--- START OF Selected passage ---
Metadata-Version: 1.0
Name: ftw.tika
Version: 1.0
Summary: Apache Tika integration for Plone using portal transforms.
Home-page: https://github.com/4teamwork/ftw.tika
Author: 4teamwork GmbH
Author-email: mailto:info@4teamwork.ch
License: GPL2
Description: ftw.tika
        ========
        
        This product integrates `Apache Tika <http://tika.apache.org/>`_ for full text
        indexing with **Plone** by providing portal transforms to ``text/plain`` for the
        various document formats supported by Tika.
        
        
        Supported Formats
        =================
        
        Input Formats
        -------------
        
        * Microsoft Office formats (Office Open XML)
        
          - ``*.docx`` Word Documents
          - ``*.dotx`` Word Templates
          - ``*.xlsx`` Excel Sheets
          - ``*.xltx`` Excel Templates
          - ``*.pptx`` Powerpoint Presentations
          - ``*.potx`` Powerpoint Templates
          - ``*.ppsx`` Powerpoint Slideshows
        
        * Legacy Microsoft Office (97) formats
        * Rich Text Format
        * OpenOffice ODF formats
        * OpenOffice 1.x formats
        * Common Adobe formats (InDesign, Illustrator, Photoshop)
--- END OF Selected passage ---
--- START OF Given records ---
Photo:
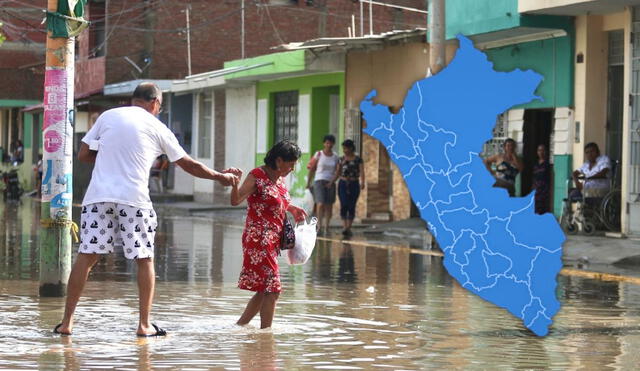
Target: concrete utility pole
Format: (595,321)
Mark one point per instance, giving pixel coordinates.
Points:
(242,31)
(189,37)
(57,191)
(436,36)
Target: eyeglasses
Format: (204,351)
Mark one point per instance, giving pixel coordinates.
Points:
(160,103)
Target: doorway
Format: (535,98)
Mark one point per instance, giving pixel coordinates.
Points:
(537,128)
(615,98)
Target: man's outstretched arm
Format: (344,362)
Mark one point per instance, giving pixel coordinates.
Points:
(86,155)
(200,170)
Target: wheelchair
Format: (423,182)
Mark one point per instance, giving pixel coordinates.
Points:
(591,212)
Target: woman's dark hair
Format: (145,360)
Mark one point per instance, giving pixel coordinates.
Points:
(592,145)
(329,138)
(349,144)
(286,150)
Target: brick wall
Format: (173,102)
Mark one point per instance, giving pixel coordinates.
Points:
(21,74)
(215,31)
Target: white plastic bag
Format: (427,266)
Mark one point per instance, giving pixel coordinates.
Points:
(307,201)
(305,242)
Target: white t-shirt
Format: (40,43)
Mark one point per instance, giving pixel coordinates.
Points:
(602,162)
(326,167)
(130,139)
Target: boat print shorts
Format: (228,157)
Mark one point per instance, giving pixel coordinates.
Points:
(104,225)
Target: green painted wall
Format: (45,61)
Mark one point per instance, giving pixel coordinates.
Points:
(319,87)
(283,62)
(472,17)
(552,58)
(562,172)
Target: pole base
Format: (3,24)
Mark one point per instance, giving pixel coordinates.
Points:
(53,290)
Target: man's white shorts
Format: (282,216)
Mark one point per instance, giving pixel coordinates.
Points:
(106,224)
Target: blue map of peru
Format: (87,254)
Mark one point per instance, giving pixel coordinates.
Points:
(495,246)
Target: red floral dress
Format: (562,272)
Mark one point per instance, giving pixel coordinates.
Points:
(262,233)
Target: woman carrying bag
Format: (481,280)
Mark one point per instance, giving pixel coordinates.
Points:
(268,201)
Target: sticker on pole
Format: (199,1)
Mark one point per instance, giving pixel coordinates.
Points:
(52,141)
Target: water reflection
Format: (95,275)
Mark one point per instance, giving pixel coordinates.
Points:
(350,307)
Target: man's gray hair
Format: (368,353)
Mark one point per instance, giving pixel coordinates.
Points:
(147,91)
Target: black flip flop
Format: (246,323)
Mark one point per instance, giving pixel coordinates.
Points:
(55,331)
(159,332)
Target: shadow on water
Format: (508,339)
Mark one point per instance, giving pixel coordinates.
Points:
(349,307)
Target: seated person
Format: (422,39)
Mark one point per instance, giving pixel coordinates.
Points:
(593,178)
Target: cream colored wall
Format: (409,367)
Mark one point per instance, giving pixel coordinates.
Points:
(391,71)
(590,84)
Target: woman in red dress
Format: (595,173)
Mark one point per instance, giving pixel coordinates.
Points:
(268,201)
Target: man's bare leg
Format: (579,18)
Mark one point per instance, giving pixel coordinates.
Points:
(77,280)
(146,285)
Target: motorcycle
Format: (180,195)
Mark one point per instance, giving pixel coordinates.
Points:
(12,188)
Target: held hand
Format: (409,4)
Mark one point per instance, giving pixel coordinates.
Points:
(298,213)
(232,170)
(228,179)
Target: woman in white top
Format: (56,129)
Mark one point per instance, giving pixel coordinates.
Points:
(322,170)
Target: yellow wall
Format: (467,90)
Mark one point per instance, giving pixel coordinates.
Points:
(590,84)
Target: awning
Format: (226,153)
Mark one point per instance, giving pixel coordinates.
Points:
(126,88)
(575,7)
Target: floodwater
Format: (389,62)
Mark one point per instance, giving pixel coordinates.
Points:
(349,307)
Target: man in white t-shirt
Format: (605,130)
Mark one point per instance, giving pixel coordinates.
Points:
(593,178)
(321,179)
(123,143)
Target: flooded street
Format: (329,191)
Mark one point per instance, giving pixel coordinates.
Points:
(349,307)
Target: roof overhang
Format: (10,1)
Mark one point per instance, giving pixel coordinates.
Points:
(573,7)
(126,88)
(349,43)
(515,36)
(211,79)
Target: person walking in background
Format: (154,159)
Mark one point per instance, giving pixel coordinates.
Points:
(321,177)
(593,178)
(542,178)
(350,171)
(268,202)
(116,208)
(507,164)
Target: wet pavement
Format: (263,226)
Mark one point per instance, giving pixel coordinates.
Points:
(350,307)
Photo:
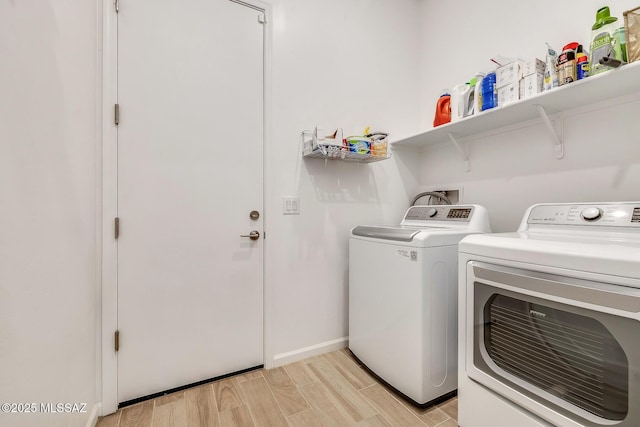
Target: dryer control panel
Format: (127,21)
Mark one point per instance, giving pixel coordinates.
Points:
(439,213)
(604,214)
--- END OF Given records ---
**Tasks to perform**
(a) In the ftw.tika description, why does the product provide portal transforms to text/plain? Answer in one to three sentences.
(b) Under which license is ftw.tika released, according to the ftw.tika description?
(c) From the ftw.tika description, print the passage that begins at the words "Supported Formats" and stop after the words "(Office Open XML)".
The entries above play no part in this work.

**Solutions to the exercise**
(a) The product provides these transforms so that Apache Tika can be used for full text indexing in Plone. They convert the various document formats Tika supports into plain text.

(b) It is released under the GPL2 license.

(c)
Supported Formats
        =================
        
        Input Formats
        -------------
        
        * Microsoft Office formats (Office Open XML)